• **GOAL**
Would you lay out the lines below as a numbered list, dropping any blank lines? Keep the pictures out of your answer.
## BEGIN EXERCISE DATA
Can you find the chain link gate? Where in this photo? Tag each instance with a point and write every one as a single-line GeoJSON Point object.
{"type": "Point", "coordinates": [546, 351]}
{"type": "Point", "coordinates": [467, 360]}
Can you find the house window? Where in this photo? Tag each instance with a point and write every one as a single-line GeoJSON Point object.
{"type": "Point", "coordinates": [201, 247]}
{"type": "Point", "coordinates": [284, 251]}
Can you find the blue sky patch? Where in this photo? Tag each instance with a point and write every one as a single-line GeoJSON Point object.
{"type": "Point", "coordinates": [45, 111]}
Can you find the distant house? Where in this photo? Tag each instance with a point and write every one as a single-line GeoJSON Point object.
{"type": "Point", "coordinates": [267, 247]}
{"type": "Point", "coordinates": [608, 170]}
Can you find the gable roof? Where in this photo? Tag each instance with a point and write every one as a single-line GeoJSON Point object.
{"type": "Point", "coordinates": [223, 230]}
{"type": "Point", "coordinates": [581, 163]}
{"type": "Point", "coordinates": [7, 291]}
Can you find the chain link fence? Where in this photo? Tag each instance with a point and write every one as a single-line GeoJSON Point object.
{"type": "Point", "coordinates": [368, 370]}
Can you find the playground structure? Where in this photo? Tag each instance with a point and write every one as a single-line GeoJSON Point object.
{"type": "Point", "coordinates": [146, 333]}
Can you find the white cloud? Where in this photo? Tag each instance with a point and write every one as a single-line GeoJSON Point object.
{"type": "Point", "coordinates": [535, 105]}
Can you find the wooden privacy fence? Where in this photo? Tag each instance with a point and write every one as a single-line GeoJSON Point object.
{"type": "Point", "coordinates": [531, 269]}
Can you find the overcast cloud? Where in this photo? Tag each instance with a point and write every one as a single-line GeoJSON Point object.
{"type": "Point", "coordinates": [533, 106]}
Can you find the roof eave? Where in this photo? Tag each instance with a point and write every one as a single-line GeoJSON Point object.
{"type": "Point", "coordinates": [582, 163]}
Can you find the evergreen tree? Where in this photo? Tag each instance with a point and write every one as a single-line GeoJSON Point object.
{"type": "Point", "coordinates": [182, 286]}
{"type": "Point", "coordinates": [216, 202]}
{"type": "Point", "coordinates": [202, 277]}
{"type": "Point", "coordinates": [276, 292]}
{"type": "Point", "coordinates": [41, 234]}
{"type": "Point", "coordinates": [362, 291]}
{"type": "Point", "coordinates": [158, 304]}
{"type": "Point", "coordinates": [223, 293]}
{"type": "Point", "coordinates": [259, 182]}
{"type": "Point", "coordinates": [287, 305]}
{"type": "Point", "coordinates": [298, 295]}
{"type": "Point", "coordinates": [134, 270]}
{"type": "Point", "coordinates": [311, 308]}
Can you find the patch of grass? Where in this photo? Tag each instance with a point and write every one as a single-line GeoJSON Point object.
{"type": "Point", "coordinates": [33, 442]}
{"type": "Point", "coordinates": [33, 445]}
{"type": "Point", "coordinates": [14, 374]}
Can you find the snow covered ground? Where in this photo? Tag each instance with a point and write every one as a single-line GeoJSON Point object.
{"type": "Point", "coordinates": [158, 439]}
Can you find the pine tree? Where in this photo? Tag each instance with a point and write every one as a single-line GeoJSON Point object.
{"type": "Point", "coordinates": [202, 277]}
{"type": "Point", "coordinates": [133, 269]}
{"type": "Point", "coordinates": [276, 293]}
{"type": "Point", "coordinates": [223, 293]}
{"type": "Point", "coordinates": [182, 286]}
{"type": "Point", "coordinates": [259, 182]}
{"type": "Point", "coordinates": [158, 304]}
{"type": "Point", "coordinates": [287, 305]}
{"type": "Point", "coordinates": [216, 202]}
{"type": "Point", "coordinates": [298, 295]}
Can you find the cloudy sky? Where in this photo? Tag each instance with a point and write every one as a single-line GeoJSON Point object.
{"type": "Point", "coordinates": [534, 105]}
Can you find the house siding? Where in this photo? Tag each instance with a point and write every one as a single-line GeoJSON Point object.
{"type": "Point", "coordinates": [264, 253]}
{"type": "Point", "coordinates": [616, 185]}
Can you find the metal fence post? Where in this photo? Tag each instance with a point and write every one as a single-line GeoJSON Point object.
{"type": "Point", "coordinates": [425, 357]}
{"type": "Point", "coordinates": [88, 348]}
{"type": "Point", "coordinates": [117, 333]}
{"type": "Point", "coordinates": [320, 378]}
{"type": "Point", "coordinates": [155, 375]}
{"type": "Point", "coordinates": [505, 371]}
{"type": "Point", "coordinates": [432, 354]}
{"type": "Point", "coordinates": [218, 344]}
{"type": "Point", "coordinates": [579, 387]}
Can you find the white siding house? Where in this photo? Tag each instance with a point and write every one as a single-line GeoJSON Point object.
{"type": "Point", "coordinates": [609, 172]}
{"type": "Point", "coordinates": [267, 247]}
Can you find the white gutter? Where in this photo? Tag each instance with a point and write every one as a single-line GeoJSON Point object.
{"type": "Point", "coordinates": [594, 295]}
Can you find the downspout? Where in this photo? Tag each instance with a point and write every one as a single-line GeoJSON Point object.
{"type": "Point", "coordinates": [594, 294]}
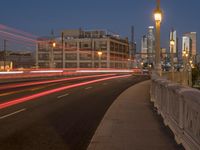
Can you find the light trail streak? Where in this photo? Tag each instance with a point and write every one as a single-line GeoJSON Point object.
{"type": "Point", "coordinates": [34, 96]}
{"type": "Point", "coordinates": [105, 71]}
{"type": "Point", "coordinates": [50, 81]}
{"type": "Point", "coordinates": [47, 71]}
{"type": "Point", "coordinates": [11, 72]}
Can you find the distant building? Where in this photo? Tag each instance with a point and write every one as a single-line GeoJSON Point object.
{"type": "Point", "coordinates": [19, 59]}
{"type": "Point", "coordinates": [192, 47]}
{"type": "Point", "coordinates": [79, 49]}
{"type": "Point", "coordinates": [186, 44]}
{"type": "Point", "coordinates": [151, 45]}
{"type": "Point", "coordinates": [163, 53]}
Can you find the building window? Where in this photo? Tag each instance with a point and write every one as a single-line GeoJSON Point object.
{"type": "Point", "coordinates": [71, 65]}
{"type": "Point", "coordinates": [85, 65]}
{"type": "Point", "coordinates": [43, 56]}
{"type": "Point", "coordinates": [71, 56]}
{"type": "Point", "coordinates": [85, 56]}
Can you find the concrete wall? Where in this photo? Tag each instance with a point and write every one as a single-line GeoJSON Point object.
{"type": "Point", "coordinates": [179, 107]}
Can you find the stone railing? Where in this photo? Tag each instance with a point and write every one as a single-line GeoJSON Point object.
{"type": "Point", "coordinates": [180, 108]}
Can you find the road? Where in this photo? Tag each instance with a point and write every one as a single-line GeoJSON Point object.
{"type": "Point", "coordinates": [65, 119]}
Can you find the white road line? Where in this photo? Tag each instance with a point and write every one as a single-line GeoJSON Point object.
{"type": "Point", "coordinates": [87, 88]}
{"type": "Point", "coordinates": [11, 114]}
{"type": "Point", "coordinates": [61, 96]}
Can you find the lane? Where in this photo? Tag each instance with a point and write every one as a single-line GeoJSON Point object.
## END EXERCISE DATA
• **RESPONSE BELOW**
1. Can you find the chain link gate? Where in this photo? Tag each instance with a point and write every one as a single-line GeoJSON Point object.
2. {"type": "Point", "coordinates": [546, 351]}
3. {"type": "Point", "coordinates": [467, 360]}
4. Can you find the house window? Where in this photo? Tag each instance with a point and write every one as a single-line GeoJSON Point object.
5. {"type": "Point", "coordinates": [201, 247]}
6. {"type": "Point", "coordinates": [284, 251]}
7. Can you find the blue sky patch? Where in this photo? Tag each instance with a point and write every one as a single-line GeoJSON Point object.
8. {"type": "Point", "coordinates": [45, 111]}
9. Can you find the distant house? Where in this photo? Tag each instance with a point and write every one as a single-line GeoJSON Point object.
10. {"type": "Point", "coordinates": [267, 247]}
11. {"type": "Point", "coordinates": [608, 170]}
12. Can you find the gable roof? Where in this photo? Tag each instance with a point and write every one as a single-line GeoJSON Point object.
13. {"type": "Point", "coordinates": [223, 230]}
14. {"type": "Point", "coordinates": [581, 163]}
15. {"type": "Point", "coordinates": [7, 291]}
16. Can you find the chain link fence? Where in this photo? Tag each instance with a point and write every one as a single-line GeoJSON Point object.
17. {"type": "Point", "coordinates": [368, 370]}
18. Can you find the playground structure? Where in this photo? Tag each instance with a point and write every one as a single-line GeoJSON Point object.
19. {"type": "Point", "coordinates": [146, 333]}
20. Can you find the white cloud? Where in this photo? Tag each instance with a point and write every one as a single-line GeoJSON Point object.
21. {"type": "Point", "coordinates": [535, 105]}
22. Can you find the wooden privacy fence? Where in this photo? Tag each instance with a point and write every one as a single-line GeoJSON Point object.
23. {"type": "Point", "coordinates": [531, 269]}
24. Can you find the overcast cloud? Where in this photo? Tag each instance with a point and write every one as a single-line GeoJSON Point object.
25. {"type": "Point", "coordinates": [533, 106]}
26. Can you find the roof eave? Where in this photo? Tag each instance with a point and write every one as a single-line GeoJSON Point object.
27. {"type": "Point", "coordinates": [582, 163]}
28. Can you find the evergreen tree? Where in this photo? Tag each instance with a point and write every one as a single-line GeoJSON Point object.
29. {"type": "Point", "coordinates": [182, 286]}
30. {"type": "Point", "coordinates": [216, 202]}
31. {"type": "Point", "coordinates": [202, 277]}
32. {"type": "Point", "coordinates": [276, 292]}
33. {"type": "Point", "coordinates": [41, 234]}
34. {"type": "Point", "coordinates": [362, 291]}
35. {"type": "Point", "coordinates": [158, 304]}
36. {"type": "Point", "coordinates": [223, 293]}
37. {"type": "Point", "coordinates": [259, 182]}
38. {"type": "Point", "coordinates": [287, 305]}
39. {"type": "Point", "coordinates": [298, 295]}
40. {"type": "Point", "coordinates": [134, 270]}
41. {"type": "Point", "coordinates": [311, 308]}
42. Can you find the patch of grass? Where in this photo? Tag each instance with a point and write every one as a single-line GeoJSON Point object.
43. {"type": "Point", "coordinates": [33, 442]}
44. {"type": "Point", "coordinates": [33, 445]}
45. {"type": "Point", "coordinates": [14, 374]}
46. Can you find the snow covered ground? Where in this photo? Tag each instance with a point and write every one as a single-line GeoJSON Point object.
47. {"type": "Point", "coordinates": [158, 439]}
48. Can you find the pine tree? Where in this photo? Tag each instance with a point and write every one as a single-line GeoJSON Point object.
49. {"type": "Point", "coordinates": [202, 277]}
50. {"type": "Point", "coordinates": [133, 269]}
51. {"type": "Point", "coordinates": [276, 293]}
52. {"type": "Point", "coordinates": [223, 293]}
53. {"type": "Point", "coordinates": [182, 286]}
54. {"type": "Point", "coordinates": [259, 182]}
55. {"type": "Point", "coordinates": [158, 304]}
56. {"type": "Point", "coordinates": [287, 305]}
57. {"type": "Point", "coordinates": [216, 202]}
58. {"type": "Point", "coordinates": [298, 295]}
59. Can you find the cloudy sky? Where in this photo? Tag each instance with a point and write every one as a single-line GeoJSON Point object.
60. {"type": "Point", "coordinates": [534, 105]}
61. Can you find the house siding? Where in this photo? Tag each instance with a point and write every one as a single-line GeoJSON Point object.
62. {"type": "Point", "coordinates": [264, 253]}
63. {"type": "Point", "coordinates": [616, 185]}
64. Can you find the metal fence post? Where in this photo? Tag each instance with a point and write every one as a single-line GeoJSON Point object.
65. {"type": "Point", "coordinates": [425, 357]}
66. {"type": "Point", "coordinates": [88, 348]}
67. {"type": "Point", "coordinates": [117, 333]}
68. {"type": "Point", "coordinates": [320, 378]}
69. {"type": "Point", "coordinates": [155, 375]}
70. {"type": "Point", "coordinates": [505, 371]}
71. {"type": "Point", "coordinates": [432, 354]}
72. {"type": "Point", "coordinates": [218, 344]}
73. {"type": "Point", "coordinates": [579, 387]}
74. Can you find the white siding house? Where in this photo? Tag each instance with a point and write every one as a single-line GeoJSON Point object.
75. {"type": "Point", "coordinates": [609, 172]}
76. {"type": "Point", "coordinates": [267, 247]}
77. Can you find the white gutter? Where in this photo? Tag each instance with a point and write every one as a single-line GeoJSON Point object.
78. {"type": "Point", "coordinates": [594, 295]}
79. Can you find the downspout? Where in this photo? Tag each instance with a point and write every one as a single-line GeoJSON Point object.
80. {"type": "Point", "coordinates": [594, 294]}
81. Can you find the light trail streak? Where in this photo? Tag each instance with a point and write every one as a single-line GeoJSON Point object.
82. {"type": "Point", "coordinates": [34, 96]}
83. {"type": "Point", "coordinates": [105, 71]}
84. {"type": "Point", "coordinates": [50, 81]}
85. {"type": "Point", "coordinates": [47, 71]}
86. {"type": "Point", "coordinates": [11, 72]}
87. Can you find the distant building? Where in this photo? Tag each instance with a point and write every one as a single-line GeoJSON Point object.
88. {"type": "Point", "coordinates": [19, 59]}
89. {"type": "Point", "coordinates": [192, 47]}
90. {"type": "Point", "coordinates": [79, 49]}
91. {"type": "Point", "coordinates": [186, 44]}
92. {"type": "Point", "coordinates": [151, 45]}
93. {"type": "Point", "coordinates": [163, 53]}
94. Can you find the building window? Where in this photo? Tag each instance with a point and write every one as a single-line GeoJSON Point object.
95. {"type": "Point", "coordinates": [71, 65]}
96. {"type": "Point", "coordinates": [85, 65]}
97. {"type": "Point", "coordinates": [43, 56]}
98. {"type": "Point", "coordinates": [71, 56]}
99. {"type": "Point", "coordinates": [85, 56]}
100. Can you find the concrete wall? Where in this photo? Tag each instance with a point and write every one as a single-line GeoJSON Point object.
101. {"type": "Point", "coordinates": [179, 107]}
102. Can you find the stone railing? Where in this photo? Tag each instance with a point and write every one as a single-line GeoJSON Point object.
103. {"type": "Point", "coordinates": [180, 108]}
104. Can you find the road? Where in this photo? Tag each instance with a point and write every one as a single-line GeoJSON Point object.
105. {"type": "Point", "coordinates": [65, 119]}
106. Can you find the white road line? Where in this photo? Tag each instance with a point and write every one as a single-line GeoJSON Point object.
107. {"type": "Point", "coordinates": [87, 88]}
108. {"type": "Point", "coordinates": [11, 114]}
109. {"type": "Point", "coordinates": [61, 96]}
110. Can you find the lane? Where in this photo? Tag each instance with a point and write every one as a single-line GeoJSON Point object.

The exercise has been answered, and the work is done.